## begin Information provided
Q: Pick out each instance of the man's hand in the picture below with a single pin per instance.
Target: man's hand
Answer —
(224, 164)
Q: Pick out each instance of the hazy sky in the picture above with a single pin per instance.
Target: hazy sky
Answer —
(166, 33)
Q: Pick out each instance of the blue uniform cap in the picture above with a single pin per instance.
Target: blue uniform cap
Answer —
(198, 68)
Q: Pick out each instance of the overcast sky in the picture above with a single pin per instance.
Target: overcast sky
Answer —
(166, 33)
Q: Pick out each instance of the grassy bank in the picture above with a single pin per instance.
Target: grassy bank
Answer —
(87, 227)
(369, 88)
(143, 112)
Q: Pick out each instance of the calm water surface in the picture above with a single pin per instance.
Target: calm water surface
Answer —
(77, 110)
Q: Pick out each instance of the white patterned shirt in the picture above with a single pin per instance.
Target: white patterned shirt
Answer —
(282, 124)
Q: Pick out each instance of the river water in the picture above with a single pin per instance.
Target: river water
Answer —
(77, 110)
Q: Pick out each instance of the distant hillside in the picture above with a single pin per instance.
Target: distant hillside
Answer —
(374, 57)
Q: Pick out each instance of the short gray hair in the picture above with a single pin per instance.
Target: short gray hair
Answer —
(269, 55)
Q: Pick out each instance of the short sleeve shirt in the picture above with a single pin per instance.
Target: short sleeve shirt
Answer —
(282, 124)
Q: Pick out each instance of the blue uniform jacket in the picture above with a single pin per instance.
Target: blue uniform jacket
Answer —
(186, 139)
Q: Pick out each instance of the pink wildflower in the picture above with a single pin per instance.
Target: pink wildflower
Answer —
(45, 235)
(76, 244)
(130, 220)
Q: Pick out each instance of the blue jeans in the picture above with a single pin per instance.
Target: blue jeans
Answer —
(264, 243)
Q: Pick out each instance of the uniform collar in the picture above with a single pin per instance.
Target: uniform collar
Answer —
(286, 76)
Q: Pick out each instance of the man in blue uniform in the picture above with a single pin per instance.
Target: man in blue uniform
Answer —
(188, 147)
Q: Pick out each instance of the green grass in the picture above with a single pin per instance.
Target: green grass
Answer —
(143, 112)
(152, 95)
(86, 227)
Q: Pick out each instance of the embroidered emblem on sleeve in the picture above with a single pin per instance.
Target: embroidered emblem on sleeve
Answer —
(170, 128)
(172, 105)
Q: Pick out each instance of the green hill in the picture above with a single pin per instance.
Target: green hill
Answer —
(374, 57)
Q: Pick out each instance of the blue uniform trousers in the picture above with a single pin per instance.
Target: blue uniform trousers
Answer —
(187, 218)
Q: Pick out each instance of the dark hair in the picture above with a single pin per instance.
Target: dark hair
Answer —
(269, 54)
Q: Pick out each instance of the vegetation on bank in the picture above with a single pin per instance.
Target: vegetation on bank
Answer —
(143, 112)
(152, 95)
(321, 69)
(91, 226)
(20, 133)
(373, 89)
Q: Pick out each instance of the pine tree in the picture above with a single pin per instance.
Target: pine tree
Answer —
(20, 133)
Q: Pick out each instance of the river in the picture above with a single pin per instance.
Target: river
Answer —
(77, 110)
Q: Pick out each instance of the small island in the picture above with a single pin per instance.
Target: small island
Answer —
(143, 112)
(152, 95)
## end Information provided
## begin Information provided
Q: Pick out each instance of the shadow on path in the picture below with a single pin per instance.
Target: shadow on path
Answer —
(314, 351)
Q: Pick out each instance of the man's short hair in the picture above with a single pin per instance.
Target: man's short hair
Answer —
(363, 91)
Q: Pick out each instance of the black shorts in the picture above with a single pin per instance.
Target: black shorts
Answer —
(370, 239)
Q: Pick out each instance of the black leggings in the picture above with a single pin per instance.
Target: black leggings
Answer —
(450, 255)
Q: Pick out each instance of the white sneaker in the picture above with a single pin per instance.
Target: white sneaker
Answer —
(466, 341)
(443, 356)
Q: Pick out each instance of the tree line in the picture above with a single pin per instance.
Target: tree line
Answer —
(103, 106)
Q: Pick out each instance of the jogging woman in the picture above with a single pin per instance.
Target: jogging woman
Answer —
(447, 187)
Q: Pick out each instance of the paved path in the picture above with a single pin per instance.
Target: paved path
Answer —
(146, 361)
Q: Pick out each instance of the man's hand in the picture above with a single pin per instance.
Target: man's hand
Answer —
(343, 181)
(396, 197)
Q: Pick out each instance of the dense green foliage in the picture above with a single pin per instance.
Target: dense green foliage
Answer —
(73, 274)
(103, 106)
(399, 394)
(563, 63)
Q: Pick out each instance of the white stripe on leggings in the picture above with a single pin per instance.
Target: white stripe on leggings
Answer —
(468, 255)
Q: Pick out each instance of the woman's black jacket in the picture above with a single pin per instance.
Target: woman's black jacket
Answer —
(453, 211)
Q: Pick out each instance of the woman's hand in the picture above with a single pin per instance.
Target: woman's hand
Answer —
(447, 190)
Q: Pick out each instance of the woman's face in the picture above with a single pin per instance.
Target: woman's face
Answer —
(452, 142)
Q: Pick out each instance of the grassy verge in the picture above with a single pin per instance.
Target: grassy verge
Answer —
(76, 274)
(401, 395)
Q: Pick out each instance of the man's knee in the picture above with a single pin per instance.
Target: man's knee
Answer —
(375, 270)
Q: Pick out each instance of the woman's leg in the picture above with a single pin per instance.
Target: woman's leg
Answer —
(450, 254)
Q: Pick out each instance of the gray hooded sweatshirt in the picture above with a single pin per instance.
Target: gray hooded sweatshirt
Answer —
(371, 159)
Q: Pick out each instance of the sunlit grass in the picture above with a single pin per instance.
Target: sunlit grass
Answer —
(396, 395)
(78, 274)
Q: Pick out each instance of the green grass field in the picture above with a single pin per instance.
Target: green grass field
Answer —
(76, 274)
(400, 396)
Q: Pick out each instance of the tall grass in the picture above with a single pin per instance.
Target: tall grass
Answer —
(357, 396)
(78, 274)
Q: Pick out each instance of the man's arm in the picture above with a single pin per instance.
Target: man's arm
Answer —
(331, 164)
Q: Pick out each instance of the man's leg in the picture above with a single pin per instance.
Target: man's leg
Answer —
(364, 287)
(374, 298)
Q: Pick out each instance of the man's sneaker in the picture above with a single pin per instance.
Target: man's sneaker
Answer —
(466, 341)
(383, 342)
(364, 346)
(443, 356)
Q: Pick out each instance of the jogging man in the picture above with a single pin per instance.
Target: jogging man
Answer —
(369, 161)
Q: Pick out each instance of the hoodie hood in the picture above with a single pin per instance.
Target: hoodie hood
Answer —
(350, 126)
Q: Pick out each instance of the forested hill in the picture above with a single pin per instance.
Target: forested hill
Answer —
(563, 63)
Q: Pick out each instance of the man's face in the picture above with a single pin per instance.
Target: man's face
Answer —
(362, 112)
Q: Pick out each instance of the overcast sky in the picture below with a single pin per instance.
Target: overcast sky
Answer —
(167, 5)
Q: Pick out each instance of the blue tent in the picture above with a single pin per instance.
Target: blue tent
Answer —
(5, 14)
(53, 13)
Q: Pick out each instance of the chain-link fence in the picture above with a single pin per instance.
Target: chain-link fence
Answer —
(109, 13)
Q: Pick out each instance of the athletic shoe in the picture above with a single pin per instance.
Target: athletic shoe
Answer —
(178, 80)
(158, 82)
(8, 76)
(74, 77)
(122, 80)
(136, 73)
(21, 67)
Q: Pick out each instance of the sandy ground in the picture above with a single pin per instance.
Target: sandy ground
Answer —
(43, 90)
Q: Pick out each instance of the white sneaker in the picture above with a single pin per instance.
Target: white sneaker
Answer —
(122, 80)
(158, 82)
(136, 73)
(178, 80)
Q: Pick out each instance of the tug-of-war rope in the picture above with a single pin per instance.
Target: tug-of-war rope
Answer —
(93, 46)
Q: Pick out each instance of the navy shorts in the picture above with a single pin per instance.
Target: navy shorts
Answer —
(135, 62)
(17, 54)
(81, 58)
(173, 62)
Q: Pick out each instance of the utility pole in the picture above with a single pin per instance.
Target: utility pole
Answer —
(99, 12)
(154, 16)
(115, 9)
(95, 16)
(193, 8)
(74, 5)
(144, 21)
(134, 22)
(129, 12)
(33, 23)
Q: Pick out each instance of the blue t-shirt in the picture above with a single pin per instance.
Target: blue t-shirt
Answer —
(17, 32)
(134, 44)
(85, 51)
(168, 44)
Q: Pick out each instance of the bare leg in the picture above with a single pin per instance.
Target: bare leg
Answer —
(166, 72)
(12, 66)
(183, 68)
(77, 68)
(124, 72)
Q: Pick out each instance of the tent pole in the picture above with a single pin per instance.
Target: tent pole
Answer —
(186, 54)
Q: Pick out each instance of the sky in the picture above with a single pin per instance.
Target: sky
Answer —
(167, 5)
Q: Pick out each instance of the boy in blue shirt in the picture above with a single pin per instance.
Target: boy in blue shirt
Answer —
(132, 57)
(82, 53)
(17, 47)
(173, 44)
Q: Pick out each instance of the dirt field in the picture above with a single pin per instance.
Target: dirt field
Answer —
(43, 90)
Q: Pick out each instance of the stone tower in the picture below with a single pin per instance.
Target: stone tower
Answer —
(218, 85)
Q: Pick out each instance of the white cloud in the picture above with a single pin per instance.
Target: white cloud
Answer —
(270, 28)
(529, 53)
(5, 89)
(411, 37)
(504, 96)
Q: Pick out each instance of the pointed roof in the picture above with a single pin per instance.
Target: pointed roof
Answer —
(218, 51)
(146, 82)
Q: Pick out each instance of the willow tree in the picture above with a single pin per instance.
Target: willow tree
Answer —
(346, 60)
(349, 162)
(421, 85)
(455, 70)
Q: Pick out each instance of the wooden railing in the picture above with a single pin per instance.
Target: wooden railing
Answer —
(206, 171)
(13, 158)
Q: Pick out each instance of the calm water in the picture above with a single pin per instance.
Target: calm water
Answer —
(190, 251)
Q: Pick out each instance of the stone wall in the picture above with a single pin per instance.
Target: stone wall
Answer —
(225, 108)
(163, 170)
## end Information provided
Written problem
Find every line in the records above that contains the word "wall", and copy each of those lines.

Answer to this task
Q: Pick out each instance of the stone wall in the picture above with a single pin per instance.
Target: stone wall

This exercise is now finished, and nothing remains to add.